> **SET TASK**
Rewrite the material below, replacing every "dark teal" with "navy blue" and leaving everything else unchanged.

> **INFORMATION SUPPLIED**
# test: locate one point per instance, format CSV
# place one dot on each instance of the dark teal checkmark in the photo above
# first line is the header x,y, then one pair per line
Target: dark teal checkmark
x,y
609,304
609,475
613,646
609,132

> **TASK OUTPUT**
# test: locate one point per instance, format CSV
# place one dot on each instance of the navy blue checkmark in the photo above
# first line is the header x,y, then one pair per line
Target: navy blue checkmark
x,y
609,304
609,475
613,646
609,132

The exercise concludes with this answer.